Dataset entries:
☆ ☆ ☆ ☆
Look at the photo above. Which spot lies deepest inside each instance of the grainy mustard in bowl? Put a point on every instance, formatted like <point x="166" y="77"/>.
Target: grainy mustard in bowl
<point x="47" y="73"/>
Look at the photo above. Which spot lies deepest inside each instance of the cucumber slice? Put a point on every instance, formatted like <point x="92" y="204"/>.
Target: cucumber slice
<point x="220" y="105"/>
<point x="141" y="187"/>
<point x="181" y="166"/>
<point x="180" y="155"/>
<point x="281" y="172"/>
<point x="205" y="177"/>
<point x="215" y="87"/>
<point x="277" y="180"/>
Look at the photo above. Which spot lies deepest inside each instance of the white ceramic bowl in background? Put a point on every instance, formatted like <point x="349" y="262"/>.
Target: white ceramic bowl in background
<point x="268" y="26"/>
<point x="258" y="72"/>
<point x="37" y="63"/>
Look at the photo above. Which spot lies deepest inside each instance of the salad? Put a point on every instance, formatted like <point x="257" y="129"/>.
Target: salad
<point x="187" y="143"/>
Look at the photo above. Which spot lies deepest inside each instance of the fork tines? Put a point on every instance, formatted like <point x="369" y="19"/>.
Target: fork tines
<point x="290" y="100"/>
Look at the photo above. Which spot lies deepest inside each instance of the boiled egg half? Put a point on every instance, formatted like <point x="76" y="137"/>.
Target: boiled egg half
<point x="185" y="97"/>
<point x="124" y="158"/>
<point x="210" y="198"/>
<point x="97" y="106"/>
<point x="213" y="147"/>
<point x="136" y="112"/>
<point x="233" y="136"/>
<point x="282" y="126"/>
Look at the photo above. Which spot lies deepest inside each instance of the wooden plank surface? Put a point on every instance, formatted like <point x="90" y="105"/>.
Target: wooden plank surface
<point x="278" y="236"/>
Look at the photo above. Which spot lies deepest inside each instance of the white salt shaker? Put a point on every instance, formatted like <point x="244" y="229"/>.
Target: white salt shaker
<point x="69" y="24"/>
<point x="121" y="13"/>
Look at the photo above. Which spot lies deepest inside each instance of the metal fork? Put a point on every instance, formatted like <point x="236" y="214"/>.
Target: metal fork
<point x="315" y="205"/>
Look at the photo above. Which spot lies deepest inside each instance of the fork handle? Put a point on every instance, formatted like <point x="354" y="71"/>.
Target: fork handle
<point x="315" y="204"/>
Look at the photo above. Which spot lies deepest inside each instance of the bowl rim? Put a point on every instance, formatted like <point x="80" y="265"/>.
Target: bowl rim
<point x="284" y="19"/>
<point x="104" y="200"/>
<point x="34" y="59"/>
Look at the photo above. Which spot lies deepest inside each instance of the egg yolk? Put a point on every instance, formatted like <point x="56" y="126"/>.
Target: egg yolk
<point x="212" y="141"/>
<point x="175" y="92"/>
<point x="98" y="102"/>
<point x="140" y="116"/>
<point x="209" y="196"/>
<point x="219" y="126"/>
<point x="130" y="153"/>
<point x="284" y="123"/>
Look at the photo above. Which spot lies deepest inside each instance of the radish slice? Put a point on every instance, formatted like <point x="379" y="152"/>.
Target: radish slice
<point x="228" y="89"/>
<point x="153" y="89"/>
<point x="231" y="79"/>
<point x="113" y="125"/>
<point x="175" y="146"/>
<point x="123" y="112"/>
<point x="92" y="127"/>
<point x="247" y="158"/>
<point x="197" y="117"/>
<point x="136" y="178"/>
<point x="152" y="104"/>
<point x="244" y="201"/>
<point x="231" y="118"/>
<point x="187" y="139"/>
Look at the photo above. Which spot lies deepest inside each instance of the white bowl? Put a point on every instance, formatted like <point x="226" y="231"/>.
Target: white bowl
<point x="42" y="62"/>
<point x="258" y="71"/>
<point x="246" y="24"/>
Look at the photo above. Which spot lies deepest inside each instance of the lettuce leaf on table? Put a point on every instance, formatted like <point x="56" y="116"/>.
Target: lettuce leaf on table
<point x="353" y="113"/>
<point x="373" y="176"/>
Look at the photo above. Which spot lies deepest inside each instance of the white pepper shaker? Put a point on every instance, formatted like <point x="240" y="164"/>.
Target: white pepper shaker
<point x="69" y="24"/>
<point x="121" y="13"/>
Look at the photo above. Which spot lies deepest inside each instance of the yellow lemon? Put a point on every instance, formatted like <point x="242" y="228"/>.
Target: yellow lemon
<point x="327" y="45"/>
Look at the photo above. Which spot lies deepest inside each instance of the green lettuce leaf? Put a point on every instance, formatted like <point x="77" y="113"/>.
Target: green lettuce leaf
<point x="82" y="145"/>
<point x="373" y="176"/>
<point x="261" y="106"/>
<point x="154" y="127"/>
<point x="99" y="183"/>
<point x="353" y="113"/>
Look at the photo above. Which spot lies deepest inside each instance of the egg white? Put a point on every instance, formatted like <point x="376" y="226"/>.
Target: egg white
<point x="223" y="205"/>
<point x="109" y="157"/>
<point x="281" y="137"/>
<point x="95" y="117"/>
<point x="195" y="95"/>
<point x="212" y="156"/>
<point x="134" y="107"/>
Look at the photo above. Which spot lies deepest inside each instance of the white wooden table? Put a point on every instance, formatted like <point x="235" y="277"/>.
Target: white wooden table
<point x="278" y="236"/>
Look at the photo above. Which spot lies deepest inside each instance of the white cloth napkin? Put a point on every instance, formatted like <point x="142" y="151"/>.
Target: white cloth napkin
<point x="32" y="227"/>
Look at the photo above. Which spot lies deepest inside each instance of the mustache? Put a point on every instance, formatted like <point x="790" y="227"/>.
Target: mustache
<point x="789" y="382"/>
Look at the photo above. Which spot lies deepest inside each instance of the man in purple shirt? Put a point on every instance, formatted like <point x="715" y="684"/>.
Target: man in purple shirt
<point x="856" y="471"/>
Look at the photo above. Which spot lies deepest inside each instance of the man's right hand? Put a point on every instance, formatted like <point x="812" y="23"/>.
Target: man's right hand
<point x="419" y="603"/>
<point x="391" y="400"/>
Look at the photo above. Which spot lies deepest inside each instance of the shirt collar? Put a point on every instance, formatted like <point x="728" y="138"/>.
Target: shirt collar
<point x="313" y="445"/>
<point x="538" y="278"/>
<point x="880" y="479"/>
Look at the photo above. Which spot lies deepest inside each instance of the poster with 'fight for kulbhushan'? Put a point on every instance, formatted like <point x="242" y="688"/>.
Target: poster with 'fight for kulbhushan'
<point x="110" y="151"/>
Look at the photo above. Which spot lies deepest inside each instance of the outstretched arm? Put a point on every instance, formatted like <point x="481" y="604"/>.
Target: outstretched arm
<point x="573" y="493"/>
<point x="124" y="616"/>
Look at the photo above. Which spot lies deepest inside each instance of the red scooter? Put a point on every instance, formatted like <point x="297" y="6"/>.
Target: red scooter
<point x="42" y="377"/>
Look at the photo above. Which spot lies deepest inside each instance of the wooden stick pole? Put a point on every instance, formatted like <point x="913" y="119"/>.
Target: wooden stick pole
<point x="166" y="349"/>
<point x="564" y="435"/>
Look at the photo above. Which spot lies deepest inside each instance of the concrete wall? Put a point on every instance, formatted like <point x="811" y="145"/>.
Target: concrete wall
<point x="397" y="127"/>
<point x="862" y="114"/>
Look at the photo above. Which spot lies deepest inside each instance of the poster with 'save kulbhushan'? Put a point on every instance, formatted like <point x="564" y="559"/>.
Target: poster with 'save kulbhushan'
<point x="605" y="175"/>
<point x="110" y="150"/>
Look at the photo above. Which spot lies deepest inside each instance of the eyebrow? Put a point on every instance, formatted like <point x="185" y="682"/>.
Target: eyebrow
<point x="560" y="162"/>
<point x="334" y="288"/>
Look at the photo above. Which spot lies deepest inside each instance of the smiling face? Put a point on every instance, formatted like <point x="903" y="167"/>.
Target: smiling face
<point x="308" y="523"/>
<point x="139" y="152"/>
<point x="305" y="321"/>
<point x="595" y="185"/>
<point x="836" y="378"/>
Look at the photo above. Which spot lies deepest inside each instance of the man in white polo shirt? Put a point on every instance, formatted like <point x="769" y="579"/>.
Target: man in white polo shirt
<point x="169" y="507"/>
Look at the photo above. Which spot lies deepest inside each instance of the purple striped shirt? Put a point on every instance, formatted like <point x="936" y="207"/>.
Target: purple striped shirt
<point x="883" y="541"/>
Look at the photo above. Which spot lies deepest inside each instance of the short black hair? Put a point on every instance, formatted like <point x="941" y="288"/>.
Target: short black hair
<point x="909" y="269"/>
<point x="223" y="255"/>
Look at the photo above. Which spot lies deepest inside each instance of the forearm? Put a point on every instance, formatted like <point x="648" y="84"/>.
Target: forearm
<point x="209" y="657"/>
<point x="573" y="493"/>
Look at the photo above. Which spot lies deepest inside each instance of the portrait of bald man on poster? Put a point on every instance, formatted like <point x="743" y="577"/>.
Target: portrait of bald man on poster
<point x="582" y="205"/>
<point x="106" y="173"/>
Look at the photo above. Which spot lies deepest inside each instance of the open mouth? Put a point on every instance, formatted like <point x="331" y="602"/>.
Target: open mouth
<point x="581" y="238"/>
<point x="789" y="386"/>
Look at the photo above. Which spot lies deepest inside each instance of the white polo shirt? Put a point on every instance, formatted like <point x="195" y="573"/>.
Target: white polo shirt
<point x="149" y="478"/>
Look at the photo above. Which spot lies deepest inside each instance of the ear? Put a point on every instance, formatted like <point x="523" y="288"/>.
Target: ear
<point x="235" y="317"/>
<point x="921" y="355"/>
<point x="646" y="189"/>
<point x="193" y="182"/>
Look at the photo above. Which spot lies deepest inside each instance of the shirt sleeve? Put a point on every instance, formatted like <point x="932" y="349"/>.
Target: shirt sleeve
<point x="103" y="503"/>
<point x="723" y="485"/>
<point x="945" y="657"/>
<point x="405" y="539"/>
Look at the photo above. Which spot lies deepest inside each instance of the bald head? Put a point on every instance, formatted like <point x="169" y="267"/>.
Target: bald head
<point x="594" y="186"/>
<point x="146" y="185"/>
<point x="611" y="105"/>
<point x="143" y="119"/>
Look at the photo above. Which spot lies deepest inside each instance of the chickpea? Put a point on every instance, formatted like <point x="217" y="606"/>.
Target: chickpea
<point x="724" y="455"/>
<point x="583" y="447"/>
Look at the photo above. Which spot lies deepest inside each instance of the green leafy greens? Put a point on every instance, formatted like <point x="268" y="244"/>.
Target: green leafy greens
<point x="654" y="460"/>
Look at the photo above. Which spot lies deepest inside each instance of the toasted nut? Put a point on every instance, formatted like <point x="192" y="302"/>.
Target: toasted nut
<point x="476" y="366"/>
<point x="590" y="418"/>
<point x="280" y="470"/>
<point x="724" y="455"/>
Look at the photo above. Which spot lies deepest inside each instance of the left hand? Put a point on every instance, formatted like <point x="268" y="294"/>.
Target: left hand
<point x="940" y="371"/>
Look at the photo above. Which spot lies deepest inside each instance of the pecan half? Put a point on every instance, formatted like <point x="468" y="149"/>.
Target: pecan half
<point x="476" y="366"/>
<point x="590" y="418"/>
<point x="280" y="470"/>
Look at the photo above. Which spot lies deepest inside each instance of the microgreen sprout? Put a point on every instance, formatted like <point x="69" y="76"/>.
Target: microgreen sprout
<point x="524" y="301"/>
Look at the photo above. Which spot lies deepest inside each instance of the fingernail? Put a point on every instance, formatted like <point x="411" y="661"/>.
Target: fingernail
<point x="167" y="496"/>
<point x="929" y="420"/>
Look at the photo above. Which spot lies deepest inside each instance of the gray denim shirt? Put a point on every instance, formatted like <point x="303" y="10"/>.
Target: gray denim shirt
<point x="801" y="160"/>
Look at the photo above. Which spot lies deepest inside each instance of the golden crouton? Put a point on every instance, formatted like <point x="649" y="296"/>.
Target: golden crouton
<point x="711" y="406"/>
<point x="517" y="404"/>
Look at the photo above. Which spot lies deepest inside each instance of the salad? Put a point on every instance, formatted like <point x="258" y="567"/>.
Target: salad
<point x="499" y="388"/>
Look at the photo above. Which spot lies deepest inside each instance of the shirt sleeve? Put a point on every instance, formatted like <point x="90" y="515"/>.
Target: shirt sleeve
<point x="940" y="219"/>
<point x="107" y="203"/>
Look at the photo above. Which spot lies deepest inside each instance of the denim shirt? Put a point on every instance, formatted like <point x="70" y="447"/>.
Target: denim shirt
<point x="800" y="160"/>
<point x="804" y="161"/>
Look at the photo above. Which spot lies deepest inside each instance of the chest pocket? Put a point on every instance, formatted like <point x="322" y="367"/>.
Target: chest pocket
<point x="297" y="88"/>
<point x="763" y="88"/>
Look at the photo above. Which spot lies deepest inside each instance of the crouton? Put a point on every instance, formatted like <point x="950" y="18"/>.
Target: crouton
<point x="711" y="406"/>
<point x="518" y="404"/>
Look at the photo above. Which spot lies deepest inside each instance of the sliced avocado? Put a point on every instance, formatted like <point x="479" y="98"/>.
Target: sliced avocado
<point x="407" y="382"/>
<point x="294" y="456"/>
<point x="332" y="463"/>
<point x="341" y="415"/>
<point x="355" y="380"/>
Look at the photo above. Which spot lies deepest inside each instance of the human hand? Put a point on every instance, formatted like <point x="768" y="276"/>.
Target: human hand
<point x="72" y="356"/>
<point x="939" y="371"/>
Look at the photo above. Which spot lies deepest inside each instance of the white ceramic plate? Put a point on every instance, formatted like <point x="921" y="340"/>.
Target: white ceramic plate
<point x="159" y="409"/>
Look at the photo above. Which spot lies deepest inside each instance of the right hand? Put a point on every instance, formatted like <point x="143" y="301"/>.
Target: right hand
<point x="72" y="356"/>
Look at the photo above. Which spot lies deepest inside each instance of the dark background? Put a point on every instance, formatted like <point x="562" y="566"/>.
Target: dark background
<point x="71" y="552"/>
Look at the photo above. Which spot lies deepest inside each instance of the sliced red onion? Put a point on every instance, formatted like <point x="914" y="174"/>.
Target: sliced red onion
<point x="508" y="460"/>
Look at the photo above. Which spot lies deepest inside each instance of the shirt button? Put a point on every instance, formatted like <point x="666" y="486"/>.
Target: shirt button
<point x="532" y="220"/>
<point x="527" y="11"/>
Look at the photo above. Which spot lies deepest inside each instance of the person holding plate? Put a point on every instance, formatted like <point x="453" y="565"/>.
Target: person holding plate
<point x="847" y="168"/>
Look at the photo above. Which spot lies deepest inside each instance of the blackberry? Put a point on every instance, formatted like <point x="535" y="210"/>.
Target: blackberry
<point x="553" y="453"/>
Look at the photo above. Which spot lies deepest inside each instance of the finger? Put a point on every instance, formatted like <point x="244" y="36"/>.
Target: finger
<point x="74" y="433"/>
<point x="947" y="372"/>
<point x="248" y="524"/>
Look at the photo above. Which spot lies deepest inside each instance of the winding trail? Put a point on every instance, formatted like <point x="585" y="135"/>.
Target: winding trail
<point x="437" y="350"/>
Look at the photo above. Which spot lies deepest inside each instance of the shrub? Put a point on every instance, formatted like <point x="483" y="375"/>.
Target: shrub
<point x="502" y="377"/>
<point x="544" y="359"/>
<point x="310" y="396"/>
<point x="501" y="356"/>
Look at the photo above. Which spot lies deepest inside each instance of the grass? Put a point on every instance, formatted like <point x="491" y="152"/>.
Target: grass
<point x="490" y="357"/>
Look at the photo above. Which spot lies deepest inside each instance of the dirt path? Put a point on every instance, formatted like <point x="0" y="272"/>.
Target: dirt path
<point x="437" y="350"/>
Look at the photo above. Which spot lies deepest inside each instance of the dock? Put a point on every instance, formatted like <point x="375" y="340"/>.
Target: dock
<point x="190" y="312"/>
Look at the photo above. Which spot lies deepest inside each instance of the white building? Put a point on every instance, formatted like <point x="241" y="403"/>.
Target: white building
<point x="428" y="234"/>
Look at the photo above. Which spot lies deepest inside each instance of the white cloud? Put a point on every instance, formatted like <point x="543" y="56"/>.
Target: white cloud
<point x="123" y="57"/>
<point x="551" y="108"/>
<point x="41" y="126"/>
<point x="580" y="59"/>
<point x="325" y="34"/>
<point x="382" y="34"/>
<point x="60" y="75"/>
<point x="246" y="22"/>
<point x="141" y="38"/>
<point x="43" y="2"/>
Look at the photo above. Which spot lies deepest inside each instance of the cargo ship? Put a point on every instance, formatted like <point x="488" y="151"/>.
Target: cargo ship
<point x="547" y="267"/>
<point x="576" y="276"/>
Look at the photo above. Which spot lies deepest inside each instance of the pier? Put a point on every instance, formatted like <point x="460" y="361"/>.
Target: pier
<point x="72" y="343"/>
☆ ☆ ☆ ☆
Objective:
Give back the lines above exactly, from the one with "of the grass?" through the last line.

Response for this exercise:
Look at the photo above. Which spot lies deepest inside each instance of the grass? Put a point on every instance, formatted like <point x="491" y="152"/>.
Target: grass
<point x="490" y="357"/>
Look at the photo above. Which spot lies deepest inside each instance of the dirt path? Put a point on every instance, formatted like <point x="0" y="272"/>.
Target: dirt path
<point x="437" y="350"/>
Look at the photo above. Which spot lies deepest inside each instance of the dock? Put a point on every instance, formatted like <point x="375" y="340"/>.
Target: dock
<point x="190" y="312"/>
Look at the photo above. Which spot lies deepest inside each instance of the white building? Put a point on every instance, formatted like <point x="241" y="403"/>.
Target: white building
<point x="428" y="234"/>
Look at the photo above. Which spot lies deepest inside each instance of the white cloud? Put a point on every instance, formatted like <point x="543" y="56"/>.
Target: white cloud
<point x="123" y="57"/>
<point x="551" y="108"/>
<point x="41" y="126"/>
<point x="580" y="59"/>
<point x="325" y="34"/>
<point x="382" y="34"/>
<point x="60" y="75"/>
<point x="246" y="22"/>
<point x="141" y="38"/>
<point x="43" y="2"/>
Look at the photo above. Which spot lies deepest inside each instance of the cargo ship? Put a point on every instance, formatted like <point x="488" y="151"/>.
Target: cargo ship
<point x="547" y="267"/>
<point x="576" y="276"/>
Look at the photo above. Which spot lies deepest inside each instance of the pier? Put a point on every instance, formatted like <point x="460" y="361"/>.
Target: pier
<point x="72" y="343"/>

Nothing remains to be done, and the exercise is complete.